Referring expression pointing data

————

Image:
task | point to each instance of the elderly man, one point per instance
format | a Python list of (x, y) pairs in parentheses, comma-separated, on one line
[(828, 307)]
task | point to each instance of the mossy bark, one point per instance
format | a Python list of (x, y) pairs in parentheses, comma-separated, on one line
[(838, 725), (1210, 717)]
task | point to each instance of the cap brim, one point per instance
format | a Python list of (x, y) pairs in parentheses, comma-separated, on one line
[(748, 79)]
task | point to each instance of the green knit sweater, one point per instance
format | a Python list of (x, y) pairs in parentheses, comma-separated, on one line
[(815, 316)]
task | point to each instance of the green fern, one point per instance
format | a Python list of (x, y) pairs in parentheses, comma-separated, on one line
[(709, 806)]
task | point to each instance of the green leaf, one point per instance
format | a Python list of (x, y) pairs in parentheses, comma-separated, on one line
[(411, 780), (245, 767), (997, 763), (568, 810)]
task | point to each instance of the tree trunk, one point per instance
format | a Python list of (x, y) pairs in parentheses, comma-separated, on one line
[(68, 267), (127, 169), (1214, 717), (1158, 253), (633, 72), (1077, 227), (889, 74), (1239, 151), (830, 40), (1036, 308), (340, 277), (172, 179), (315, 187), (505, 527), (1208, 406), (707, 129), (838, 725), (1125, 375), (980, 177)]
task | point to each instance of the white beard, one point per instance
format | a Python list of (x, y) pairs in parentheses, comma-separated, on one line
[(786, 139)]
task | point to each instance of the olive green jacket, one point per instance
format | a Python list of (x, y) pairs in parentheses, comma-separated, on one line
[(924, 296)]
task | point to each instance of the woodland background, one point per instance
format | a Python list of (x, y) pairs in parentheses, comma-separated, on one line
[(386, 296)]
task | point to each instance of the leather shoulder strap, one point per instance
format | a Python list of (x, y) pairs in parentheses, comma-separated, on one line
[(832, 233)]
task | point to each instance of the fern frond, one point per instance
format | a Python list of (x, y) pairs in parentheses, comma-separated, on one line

————

Across the records above, how many lines contain the word "green"? Give the number by itself.

4